* **Consigna 1**:
Responde a estas preguntas a partir del texto:
(a) ¿Qué película del cineasta vio la autora antes del episodio del sofá?
(b) ¿En qué tienda, según la autora, los sujetadores son carísimos?
(c) En la época de los abuelos de la autora, ¿qué había que hacer al rato de compartir el espacio de intimidad de alguien?

"Imagínate que he subido con una persona a mi casa y estamos en la cama o en el sofá hablando. Doy por hecho que tiene una intención sexual", dice Carlos Vermut ante las acusaciones de violencia sexual.

Vaya fiera. A mí ese energúmeno se me abalanza en su sofá, después de ver su peliculita Diamond Flash "para comentarla" (¿quién se ha creído? Ni que hubiésemos visto Eva al desnudo, hijo, tu cine no me modifica tanto) y me mete la mano entre los pechos para arrancarme el sujetador y monto un pollo que lo escuchan en Alfarnate.

Primero le pido que me pague el sostén, que en Oysho están carísimos. ¿Tú crees que está la cosa por ahí como para ir rompiéndole la ropa interior a la gente?

Segundo. Le quemo la casa del tirón. La próxima vez me tendrá que invitar a otra. 

Habría que aclarar, de entrada, que vender a las mujeres feministas como mojigatitas a las que nos intimida el sexo sucio o violento (no entiendo bien esto, el sexo, por definición, es violento, va de cuerpos chocando) es una memez terrible. ¡Sorpresa! ¡Nos puede divertir y excitar! Sólo que tenemos la manía de que sea consentido.

De hecho, cuando este tipo de prácticas son más extremas, suele haber mucha más atención al deseo explícito del otro que en el sexo más normativo. Para que aprendan los pacatos. 

En fin, volviendo a lo mío. Es impresionante reconocer que esa, la entrecomillada de arranque de este texto, fue la frase en la que más me detuve mientras leía el artículo que denunciaba al cineasta. Más aún que en aquella en la que una chica le contaba a su amiga, angustiada, que se había negado a practicarle sexo oral y él le había pegado dos tortazos, que ya es barbarie.

Me impactó esta porque no era la primera vez que la oía. Me pareció que ahí, en esa asunción (en ese "casa" igual a "sexo") germinaba alegremente la violencia machista.

Carlos Vermut.

Carlos Vermut. Javier Carbajal.

De entrada, me parece algo muy carca, verdaderamente demodé. Curioso, qué modernos son estos chicos para hacer cine oscurito (¡cómo le gusta a ellos, desasosegante!), cine que te deja totalmente picueta, cine a la vanguardia, un cine que ni se sabe, que viene del futuro o de una sesión terapéutica de LSD.

Pero qué viejos, qué rancios, qué redomadamente obsoletos cuando se trata de actualizar los afectos contemporáneos.

En la época de mis abuelos, a lo mejor entrabas a casa de alguien con quien salías (que era la de sus padres, claro) y compartías su espacio de intimidad (tomarte un vaso de agua en la cocina porque estabas seca) y al rato te tenías que poner el velo y despertar al cura de pueblo porque si no, vaya fresca.

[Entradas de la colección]

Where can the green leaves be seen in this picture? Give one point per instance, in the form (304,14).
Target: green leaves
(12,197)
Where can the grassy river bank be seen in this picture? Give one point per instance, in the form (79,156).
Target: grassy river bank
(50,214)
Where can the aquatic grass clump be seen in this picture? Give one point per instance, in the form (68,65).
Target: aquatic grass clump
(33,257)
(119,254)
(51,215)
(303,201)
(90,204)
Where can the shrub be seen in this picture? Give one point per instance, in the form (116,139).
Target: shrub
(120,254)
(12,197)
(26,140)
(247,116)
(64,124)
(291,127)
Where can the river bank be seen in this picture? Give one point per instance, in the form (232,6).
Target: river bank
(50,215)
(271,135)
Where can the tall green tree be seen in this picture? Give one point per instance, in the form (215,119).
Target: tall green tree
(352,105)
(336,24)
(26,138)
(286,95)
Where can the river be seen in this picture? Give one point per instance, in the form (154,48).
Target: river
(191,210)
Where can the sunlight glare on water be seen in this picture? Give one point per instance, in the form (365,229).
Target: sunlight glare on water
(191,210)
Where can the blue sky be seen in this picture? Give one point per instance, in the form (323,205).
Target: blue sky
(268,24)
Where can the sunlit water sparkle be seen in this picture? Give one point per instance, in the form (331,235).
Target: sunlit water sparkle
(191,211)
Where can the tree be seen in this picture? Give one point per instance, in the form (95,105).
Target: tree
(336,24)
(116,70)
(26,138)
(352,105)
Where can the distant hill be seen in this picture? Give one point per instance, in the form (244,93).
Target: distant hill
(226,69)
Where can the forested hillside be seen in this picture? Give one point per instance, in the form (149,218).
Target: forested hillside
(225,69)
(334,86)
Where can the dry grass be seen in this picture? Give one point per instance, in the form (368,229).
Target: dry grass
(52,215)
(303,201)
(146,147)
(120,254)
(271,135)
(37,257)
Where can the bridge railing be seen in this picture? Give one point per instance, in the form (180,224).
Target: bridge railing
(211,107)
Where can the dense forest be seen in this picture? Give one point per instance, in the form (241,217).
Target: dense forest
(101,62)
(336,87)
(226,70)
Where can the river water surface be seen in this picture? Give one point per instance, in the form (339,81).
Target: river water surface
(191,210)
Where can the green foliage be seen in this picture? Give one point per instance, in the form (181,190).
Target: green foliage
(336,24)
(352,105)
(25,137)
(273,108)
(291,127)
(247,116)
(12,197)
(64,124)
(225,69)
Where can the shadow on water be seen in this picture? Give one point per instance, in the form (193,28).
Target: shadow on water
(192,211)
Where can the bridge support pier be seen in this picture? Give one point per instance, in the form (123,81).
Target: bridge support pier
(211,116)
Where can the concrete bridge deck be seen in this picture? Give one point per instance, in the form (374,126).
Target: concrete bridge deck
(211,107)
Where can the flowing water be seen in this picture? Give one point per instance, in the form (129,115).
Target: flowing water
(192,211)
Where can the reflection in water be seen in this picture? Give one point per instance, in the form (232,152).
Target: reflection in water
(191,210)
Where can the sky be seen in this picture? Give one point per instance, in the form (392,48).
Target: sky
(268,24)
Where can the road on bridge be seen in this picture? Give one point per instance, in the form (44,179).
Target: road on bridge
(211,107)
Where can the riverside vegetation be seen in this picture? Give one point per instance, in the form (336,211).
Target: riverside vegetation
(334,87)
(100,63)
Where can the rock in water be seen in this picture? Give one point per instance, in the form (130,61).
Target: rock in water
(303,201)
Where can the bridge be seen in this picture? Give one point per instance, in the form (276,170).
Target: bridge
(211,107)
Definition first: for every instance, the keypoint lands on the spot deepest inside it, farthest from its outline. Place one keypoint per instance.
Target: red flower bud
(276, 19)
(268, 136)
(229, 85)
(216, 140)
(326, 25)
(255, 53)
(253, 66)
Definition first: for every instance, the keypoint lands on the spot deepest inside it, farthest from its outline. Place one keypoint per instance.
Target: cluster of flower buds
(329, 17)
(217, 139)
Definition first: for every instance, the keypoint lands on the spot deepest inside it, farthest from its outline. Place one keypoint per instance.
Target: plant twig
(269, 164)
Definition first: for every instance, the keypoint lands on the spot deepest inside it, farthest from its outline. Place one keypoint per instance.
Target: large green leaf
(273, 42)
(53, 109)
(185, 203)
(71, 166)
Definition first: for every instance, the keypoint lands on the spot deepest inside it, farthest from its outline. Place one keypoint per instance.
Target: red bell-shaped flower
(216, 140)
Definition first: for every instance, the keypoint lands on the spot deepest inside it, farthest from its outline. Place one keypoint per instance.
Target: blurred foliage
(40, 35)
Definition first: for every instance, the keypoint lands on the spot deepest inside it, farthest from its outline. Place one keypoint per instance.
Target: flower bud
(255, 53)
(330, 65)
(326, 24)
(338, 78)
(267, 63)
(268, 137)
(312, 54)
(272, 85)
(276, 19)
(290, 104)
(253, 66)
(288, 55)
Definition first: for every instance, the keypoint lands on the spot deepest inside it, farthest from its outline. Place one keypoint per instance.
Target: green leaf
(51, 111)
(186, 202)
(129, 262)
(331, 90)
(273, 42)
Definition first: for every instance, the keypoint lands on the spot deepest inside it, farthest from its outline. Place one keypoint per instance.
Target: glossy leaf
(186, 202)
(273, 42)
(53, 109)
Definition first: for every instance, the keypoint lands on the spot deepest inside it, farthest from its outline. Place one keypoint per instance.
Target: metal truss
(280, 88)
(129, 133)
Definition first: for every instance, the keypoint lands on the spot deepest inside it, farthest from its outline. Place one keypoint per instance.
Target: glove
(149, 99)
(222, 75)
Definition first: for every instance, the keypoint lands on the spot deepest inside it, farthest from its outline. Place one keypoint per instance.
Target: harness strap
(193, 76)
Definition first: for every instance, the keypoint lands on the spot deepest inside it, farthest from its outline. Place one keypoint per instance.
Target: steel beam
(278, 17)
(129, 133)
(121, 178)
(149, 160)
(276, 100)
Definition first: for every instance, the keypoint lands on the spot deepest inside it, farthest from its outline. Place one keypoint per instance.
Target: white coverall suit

* **Consigna 2**:
Selecciona cada línea de los registros que contenga la cadena "flowing", distinguiendo entre mayúsculas y minúsculas.

* **Resultado 1**:
(a) Diamond Flash.
(b) En Oysho.
(c) Había que ponerse el velo y despertar al cura de pueblo.

* **Resultado 2**:
Where can the flowing water be seen in this picture? Give one point per instance, in the form (129,115).
Target: flowing water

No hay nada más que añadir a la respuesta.